**WHAT IS BEING ASKED**
Each record must be retyped in full. No character may differ.

--- Begin RECORD EXCERPTS ---

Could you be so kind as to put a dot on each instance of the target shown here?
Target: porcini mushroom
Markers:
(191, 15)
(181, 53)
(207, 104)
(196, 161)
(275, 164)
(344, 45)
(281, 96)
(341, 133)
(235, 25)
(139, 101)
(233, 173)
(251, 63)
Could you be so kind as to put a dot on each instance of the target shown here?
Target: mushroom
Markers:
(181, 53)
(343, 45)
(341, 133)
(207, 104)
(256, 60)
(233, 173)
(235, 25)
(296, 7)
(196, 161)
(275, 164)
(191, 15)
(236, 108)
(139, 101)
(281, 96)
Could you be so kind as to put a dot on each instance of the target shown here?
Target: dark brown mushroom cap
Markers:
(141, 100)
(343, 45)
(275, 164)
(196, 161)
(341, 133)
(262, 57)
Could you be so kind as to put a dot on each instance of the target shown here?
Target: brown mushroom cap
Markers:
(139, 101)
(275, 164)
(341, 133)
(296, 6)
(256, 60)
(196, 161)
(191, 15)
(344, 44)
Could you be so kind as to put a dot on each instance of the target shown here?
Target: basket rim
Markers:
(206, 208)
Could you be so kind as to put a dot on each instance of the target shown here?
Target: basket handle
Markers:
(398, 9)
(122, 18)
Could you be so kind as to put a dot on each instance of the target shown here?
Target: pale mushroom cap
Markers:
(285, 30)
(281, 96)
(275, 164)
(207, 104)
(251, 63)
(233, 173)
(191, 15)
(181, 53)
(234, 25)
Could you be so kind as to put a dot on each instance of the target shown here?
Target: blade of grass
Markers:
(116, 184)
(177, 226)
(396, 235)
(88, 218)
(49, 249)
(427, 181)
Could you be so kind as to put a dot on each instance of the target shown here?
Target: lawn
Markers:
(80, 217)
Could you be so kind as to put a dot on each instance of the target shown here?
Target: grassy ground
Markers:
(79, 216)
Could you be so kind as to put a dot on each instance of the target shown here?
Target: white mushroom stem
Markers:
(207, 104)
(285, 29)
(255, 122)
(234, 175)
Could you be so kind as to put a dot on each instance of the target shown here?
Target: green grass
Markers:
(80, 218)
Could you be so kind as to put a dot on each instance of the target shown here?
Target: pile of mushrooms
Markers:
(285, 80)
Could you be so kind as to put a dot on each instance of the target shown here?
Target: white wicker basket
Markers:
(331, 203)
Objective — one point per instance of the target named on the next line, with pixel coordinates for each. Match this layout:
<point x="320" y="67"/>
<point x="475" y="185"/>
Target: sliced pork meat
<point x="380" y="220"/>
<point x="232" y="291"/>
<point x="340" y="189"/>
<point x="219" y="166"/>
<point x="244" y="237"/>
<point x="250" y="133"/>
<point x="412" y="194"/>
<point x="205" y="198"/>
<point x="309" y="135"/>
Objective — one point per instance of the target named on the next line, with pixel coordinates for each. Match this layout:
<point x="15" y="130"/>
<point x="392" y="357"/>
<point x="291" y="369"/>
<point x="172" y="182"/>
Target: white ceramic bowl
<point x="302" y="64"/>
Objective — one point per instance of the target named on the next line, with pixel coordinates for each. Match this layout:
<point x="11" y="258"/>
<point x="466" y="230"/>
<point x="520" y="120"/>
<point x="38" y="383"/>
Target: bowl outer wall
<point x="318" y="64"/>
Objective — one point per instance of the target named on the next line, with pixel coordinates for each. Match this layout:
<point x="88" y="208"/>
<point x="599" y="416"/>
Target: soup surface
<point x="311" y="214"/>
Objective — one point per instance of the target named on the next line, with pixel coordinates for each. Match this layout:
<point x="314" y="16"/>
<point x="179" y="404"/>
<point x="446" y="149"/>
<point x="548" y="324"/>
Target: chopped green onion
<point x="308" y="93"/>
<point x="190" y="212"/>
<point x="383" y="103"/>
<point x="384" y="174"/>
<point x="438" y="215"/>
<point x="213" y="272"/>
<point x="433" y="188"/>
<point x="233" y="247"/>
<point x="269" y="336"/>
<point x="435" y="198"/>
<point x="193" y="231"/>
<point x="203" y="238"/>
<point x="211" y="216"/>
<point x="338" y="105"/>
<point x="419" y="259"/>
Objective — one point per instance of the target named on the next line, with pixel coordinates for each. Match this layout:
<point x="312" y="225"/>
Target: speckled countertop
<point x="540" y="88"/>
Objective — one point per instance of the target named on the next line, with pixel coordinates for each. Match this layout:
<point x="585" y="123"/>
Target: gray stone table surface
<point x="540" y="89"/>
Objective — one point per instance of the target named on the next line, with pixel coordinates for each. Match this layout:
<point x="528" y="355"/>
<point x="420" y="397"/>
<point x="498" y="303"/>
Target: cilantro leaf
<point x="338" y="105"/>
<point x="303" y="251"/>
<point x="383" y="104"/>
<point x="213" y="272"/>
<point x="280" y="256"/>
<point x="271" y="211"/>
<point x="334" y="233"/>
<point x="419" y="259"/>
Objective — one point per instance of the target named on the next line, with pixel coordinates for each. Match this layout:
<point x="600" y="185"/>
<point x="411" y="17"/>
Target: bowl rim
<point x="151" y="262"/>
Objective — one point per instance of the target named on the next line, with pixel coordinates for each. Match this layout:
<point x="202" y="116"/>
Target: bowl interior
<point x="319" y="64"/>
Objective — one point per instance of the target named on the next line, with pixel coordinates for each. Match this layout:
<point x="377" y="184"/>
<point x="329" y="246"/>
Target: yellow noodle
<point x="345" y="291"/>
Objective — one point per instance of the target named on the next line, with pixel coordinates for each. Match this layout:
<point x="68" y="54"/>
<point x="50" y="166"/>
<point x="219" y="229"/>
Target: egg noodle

--- End RECORD EXCERPTS ---

**ANSWER TO THE TASK**
Could you be so kind as to put a dot on each instance of the target shown here?
Target: porcini mushroom
Markers:
(191, 15)
(181, 53)
(207, 104)
(196, 161)
(275, 164)
(344, 45)
(281, 96)
(341, 133)
(235, 25)
(139, 101)
(233, 173)
(251, 63)
Could you be so kind as to put a dot on each instance of the target shown here?
Target: mushroom
Markers:
(181, 53)
(343, 45)
(341, 133)
(207, 104)
(256, 60)
(233, 173)
(235, 25)
(296, 7)
(196, 161)
(275, 164)
(191, 15)
(236, 108)
(139, 101)
(281, 96)
Could you be so kind as to put a dot on each instance of the target shown here?
Target: dark brown mushroom cap
Markers:
(141, 100)
(343, 45)
(275, 164)
(196, 161)
(341, 133)
(262, 57)
Could you be so kind as to put a dot on each instance of the target shown here?
Target: brown mushroom cap
Markers:
(139, 101)
(275, 164)
(341, 133)
(296, 6)
(256, 60)
(196, 161)
(191, 15)
(344, 44)
Could you be so kind as to put a dot on each instance of the target shown here?
Target: basket rim
Markers:
(206, 208)
Could you be so kind as to put a dot on each instance of the target shown here?
Target: basket handle
Markers:
(398, 9)
(122, 18)
Could you be so kind as to put a dot on each instance of the target shown here?
Target: pale mushroom cap
Markers:
(285, 30)
(281, 96)
(275, 164)
(207, 104)
(251, 63)
(233, 173)
(191, 15)
(181, 53)
(234, 25)
Could you be so kind as to put a dot on each instance of the target shown here?
Target: blade of grass
Markers:
(116, 184)
(177, 226)
(396, 235)
(88, 218)
(49, 249)
(427, 181)
Could you be so kind as to put a dot on each instance of the target shown here?
Target: lawn
Markers:
(80, 217)
Could you be so kind as to put a dot on each instance of the target shown here?
Target: grassy ground
Markers:
(79, 216)
Could you be so kind as to put a dot on each instance of the target shown here?
Target: white mushroom stem
Markers:
(207, 104)
(285, 29)
(255, 122)
(234, 175)
Could you be so kind as to put a dot on each instance of the target shown here?
Target: green grass
Markers:
(80, 218)
Could you be so kind as to put a dot on each instance of the target shown here?
Target: pile of mushrooms
Markers:
(285, 80)
Could you be so kind as to put a dot on each instance of the target shown here?
Target: white wicker basket
Markers:
(331, 203)
Objective — one point per instance of the target named on the next line, with pixel coordinates for each. Match this layout:
<point x="320" y="67"/>
<point x="475" y="185"/>
Target: sliced pork meat
<point x="380" y="220"/>
<point x="232" y="291"/>
<point x="340" y="189"/>
<point x="219" y="166"/>
<point x="244" y="237"/>
<point x="250" y="133"/>
<point x="412" y="194"/>
<point x="205" y="198"/>
<point x="309" y="135"/>
Objective — one point per instance of the target named on the next line, with pixel coordinates for each. Match this layout:
<point x="15" y="130"/>
<point x="392" y="357"/>
<point x="291" y="369"/>
<point x="172" y="182"/>
Target: white ceramic bowl
<point x="302" y="64"/>
Objective — one point per instance of the target named on the next line, with pixel coordinates for each. Match this layout:
<point x="11" y="258"/>
<point x="466" y="230"/>
<point x="520" y="120"/>
<point x="38" y="383"/>
Target: bowl outer wall
<point x="318" y="64"/>
Objective — one point per instance of the target named on the next line, with pixel coordinates for each. Match this layout:
<point x="88" y="208"/>
<point x="599" y="416"/>
Target: soup surface
<point x="311" y="214"/>
Objective — one point per instance of the target named on the next line, with pixel coordinates for each. Match this layout:
<point x="314" y="16"/>
<point x="179" y="404"/>
<point x="446" y="149"/>
<point x="548" y="324"/>
Target: chopped green onion
<point x="308" y="93"/>
<point x="190" y="212"/>
<point x="383" y="103"/>
<point x="384" y="174"/>
<point x="438" y="215"/>
<point x="213" y="272"/>
<point x="433" y="188"/>
<point x="233" y="247"/>
<point x="269" y="336"/>
<point x="435" y="198"/>
<point x="193" y="231"/>
<point x="203" y="238"/>
<point x="211" y="216"/>
<point x="338" y="105"/>
<point x="419" y="259"/>
Objective — one point per instance of the target named on the next line, with pixel coordinates for each. Match this layout:
<point x="312" y="225"/>
Target: speckled countertop
<point x="540" y="88"/>
Objective — one point per instance of the target named on the next line, with pixel coordinates for each. Match this layout:
<point x="585" y="123"/>
Target: gray stone table surface
<point x="540" y="89"/>
Objective — one point per instance of the target named on the next line, with pixel coordinates for each. Match this layout:
<point x="528" y="355"/>
<point x="420" y="397"/>
<point x="498" y="303"/>
Target: cilantro leaf
<point x="338" y="105"/>
<point x="303" y="251"/>
<point x="383" y="104"/>
<point x="213" y="272"/>
<point x="280" y="256"/>
<point x="271" y="211"/>
<point x="334" y="233"/>
<point x="419" y="259"/>
Objective — one point per instance of the target named on the next line, with pixel coordinates for each. Match this layout:
<point x="600" y="185"/>
<point x="411" y="17"/>
Target: bowl rim
<point x="151" y="262"/>
Objective — one point per instance of the target named on the next line, with pixel coordinates for each. Match this layout:
<point x="202" y="116"/>
Target: bowl interior
<point x="319" y="64"/>
Objective — one point per instance of the target named on the next line, with pixel coordinates for each. Match this layout:
<point x="377" y="184"/>
<point x="329" y="246"/>
Target: yellow noodle
<point x="345" y="291"/>
Objective — one point per instance of the target named on the next line, with pixel coordinates for each. Match this layout:
<point x="68" y="54"/>
<point x="50" y="166"/>
<point x="219" y="229"/>
Target: egg noodle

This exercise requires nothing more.